### Task instructions:
Retype every line below precisely as it appears.

(Excerpts from a dataset)
■ ■ ■ ■ ■ ■ ■

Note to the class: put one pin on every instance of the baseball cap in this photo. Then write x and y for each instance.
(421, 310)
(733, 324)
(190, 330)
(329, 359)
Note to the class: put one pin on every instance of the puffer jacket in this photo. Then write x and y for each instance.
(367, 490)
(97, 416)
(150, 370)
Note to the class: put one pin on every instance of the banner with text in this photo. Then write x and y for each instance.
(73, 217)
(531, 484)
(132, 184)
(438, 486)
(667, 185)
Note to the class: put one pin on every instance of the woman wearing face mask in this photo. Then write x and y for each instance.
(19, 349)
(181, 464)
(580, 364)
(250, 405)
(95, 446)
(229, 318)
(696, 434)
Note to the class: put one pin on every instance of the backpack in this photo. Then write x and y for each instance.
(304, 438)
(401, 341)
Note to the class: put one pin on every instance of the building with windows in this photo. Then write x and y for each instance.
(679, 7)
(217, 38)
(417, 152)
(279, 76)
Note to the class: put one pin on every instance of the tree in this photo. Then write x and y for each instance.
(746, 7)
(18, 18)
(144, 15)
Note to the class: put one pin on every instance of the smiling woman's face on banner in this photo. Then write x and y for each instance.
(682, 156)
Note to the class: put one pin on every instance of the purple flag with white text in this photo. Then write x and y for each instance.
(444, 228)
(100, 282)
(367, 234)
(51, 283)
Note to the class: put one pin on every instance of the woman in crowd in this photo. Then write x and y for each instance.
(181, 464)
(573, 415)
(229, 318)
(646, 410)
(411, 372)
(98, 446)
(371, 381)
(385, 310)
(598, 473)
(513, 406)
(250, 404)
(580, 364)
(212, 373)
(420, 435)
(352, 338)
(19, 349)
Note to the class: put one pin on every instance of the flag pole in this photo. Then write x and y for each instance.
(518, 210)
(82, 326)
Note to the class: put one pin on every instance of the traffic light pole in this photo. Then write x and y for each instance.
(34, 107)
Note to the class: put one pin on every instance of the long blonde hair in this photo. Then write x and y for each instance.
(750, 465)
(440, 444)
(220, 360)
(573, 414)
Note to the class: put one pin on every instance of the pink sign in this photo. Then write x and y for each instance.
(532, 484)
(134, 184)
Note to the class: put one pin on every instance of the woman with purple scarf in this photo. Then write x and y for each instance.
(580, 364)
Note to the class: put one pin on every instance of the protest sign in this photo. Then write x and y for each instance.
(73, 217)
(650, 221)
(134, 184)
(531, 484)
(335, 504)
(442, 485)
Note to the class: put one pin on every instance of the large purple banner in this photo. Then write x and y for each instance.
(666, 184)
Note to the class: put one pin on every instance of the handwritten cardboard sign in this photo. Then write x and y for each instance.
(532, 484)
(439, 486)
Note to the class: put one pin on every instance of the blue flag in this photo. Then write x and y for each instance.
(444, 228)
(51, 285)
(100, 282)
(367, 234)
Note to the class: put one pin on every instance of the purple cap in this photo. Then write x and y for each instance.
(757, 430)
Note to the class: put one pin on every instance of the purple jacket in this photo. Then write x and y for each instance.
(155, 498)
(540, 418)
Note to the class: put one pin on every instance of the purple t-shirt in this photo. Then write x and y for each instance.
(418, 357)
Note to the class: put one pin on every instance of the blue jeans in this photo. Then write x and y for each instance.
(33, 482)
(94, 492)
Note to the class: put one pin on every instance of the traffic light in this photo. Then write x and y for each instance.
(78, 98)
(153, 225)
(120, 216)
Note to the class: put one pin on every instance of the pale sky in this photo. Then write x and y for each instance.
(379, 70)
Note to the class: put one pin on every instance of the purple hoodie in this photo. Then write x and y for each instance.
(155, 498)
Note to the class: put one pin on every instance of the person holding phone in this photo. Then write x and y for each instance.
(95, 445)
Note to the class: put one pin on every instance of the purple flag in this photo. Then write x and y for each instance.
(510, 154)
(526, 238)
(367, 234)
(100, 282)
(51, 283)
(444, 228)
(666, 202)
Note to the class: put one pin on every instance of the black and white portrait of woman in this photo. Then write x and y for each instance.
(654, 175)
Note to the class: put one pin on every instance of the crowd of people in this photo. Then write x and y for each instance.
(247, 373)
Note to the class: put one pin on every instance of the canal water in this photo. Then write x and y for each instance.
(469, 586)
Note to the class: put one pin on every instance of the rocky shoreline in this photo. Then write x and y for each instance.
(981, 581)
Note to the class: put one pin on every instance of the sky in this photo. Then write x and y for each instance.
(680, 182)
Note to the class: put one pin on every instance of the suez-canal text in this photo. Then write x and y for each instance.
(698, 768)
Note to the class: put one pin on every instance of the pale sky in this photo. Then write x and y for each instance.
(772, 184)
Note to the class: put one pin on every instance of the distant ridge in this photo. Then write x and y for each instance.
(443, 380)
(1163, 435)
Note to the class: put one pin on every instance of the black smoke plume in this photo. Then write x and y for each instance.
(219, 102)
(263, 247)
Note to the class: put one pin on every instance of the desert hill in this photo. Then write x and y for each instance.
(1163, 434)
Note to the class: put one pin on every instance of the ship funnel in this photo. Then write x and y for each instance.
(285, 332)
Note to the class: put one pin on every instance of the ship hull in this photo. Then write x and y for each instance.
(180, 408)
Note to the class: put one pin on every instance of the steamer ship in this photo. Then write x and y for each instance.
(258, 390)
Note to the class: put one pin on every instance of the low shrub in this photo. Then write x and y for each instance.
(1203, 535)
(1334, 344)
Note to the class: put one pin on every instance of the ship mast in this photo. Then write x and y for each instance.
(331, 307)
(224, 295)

■ ■ ■ ■ ■ ■ ■

### Solution to this exercise:
Note to the class: put one pin on every instance of the baseball cap in this photo. Then write x and y for each instance.
(421, 310)
(733, 324)
(190, 330)
(329, 359)
Note to the class: put one pin on every instance of the puffer jacket in this photo. Then write x and y for each instance.
(367, 490)
(97, 416)
(150, 370)
Note to the class: put one pin on every instance of the banner with text in this photo. Then write x and y for each instance.
(73, 217)
(531, 484)
(132, 184)
(438, 486)
(667, 185)
Note to the class: put one pin on every instance of the woman wearing face mask in this photo. Then write x and y for each instance.
(19, 349)
(181, 464)
(580, 364)
(250, 405)
(95, 446)
(229, 318)
(696, 434)
Note to the class: put one pin on every instance of the backpack in this photo. Then write x and y for each instance.
(304, 438)
(401, 341)
Note to the class: put one pin on every instance of the building with windows in this photo. Then write x and y for each instance.
(679, 7)
(217, 38)
(417, 152)
(279, 76)
Note to the class: put one pin on every instance of the tree in this photo. Then write x and y for each instance.
(746, 7)
(18, 18)
(144, 15)
Note to the class: put one pin on every instance of the smiling woman's face on banner in this photo. Then write x and y for each instance.
(682, 156)
Note to the class: put one pin on every instance of the purple flag with white text in this photo. Then write x and y for each instance.
(444, 228)
(100, 282)
(367, 234)
(51, 283)
Note to the class: put one pin on every instance of the woman in crowd in this photo. Then write x and y for each instance.
(181, 464)
(573, 415)
(229, 318)
(646, 410)
(411, 372)
(98, 446)
(371, 381)
(385, 310)
(598, 473)
(513, 406)
(250, 404)
(580, 364)
(212, 373)
(420, 435)
(352, 338)
(19, 349)
Note to the class: put one pin on every instance of the flag pole in this photo. Then write x and y for each instance.
(518, 210)
(82, 326)
Note to the class: put one pin on every instance of the traffic light pole in this photo. Then write x and y for each instance.
(34, 107)
Note to the class: put one pin on every instance of the long blonde hair in this photo. Then write x and y for each instance.
(750, 465)
(440, 444)
(220, 360)
(573, 414)
Note to the class: put one pin on every instance of the pink sign in this photo. Then write x and y for each instance.
(532, 484)
(134, 184)
Note to the class: put one pin on every instance of the woman with purple scarf in this photo. Then write x and y for each instance.
(580, 364)
Note to the class: put one pin on every instance of the protest sign in this photo. Then write x and y for each instance.
(73, 217)
(650, 221)
(134, 184)
(531, 484)
(335, 504)
(442, 485)
Note to the class: put one pin on every instance of the large purple banner in this photo. Then write x and y for each instance.
(666, 184)
Note to the class: put one pin on every instance of the handwritten cardboard sign in this photo. Then write x and y for each instance.
(532, 484)
(439, 486)
Note to the class: put one pin on every instance of the blue flag in this photo. Then write x and y for each instance.
(444, 228)
(51, 285)
(100, 282)
(367, 234)
Note to the class: put one pin on every instance of the purple cap in this photo. Then write x and y for each instance.
(757, 430)
Note to the class: put one pin on every instance of the purple jacket in this photo. Then write x and y for each instance.
(155, 498)
(540, 418)
Note to the class: put one pin on every instance of the purple t-shirt in this photo. Then write x and y for each instance.
(418, 357)
Note to the class: put one pin on every instance of the blue jeans in this photo. Then write x and y for each instance.
(33, 482)
(94, 492)
Note to the class: put one pin on every instance of the traffic light in this photo. Then write x and y for each instance.
(78, 98)
(153, 225)
(120, 216)
Note to the class: put one pin on every instance of the pale sky in this photo. Then write x and y for each instance.
(379, 70)
Note to the class: put one pin on every instance of the purple hoodie in this photo. Then write x and y for each instance.
(155, 498)
Note to the class: put one pin on every instance of the person holding phone in this photo. Then write x and y for each instance.
(95, 445)
Note to the class: put one pin on every instance of the purple flag in this photo. Then write x and y for each instance.
(510, 154)
(526, 238)
(367, 234)
(100, 282)
(51, 283)
(444, 228)
(666, 202)
Note to the class: put one pin on every instance of the black and white portrait of woman in this photo. Then write x and y for each instance.
(654, 175)
Note to the class: put one pin on every instance of the crowd of people in this photo. Then write x and y for each instance.
(247, 373)
Note to the class: put one pin on every instance of the canal water in this photo. Then write x and y for each instance.
(469, 586)
Note to the class: put one pin on every instance of the rocky shoreline in this photo. Then write x and y for each instance.
(981, 581)
Note to the class: put one pin on every instance of the sky in this photo. Then write x and y for each instance.
(680, 182)
Note to the class: put one pin on every instance of the suez-canal text in this photo. Then write x and y for each instance.
(698, 768)
Note to the class: put one pin on every instance of the pale sky in this photo. Then write x and y for each instance.
(772, 184)
Note to the class: put one pin on every instance of the distant ridge in this photo. Then write x and y for each instance.
(443, 380)
(1163, 435)
Note to the class: put one pin on every instance of the black smoke plume in this photo. Then write x and y for each instance.
(219, 102)
(263, 247)
Note to the class: put one pin on every instance of the desert hill in this photo. Then write x and y for each instance.
(1163, 434)
Note to the class: put one pin on every instance of the ship funnel in this photo. Then write x and y for each instance.
(285, 332)
Note to the class: put one pin on every instance of the ship hull in this photo. Then write x and y for each instance.
(180, 408)
Note to the class: put one pin on every instance of the steamer ship in this photo. Then write x and y for each instance.
(258, 390)
Note to the class: put one pin on every instance of the low shrub in this photo. Then write x and y for each instance.
(1203, 535)
(1334, 344)
Note to the class: put one pin on every instance of the ship mast in this photo. Then write x and y for each instance.
(331, 307)
(224, 295)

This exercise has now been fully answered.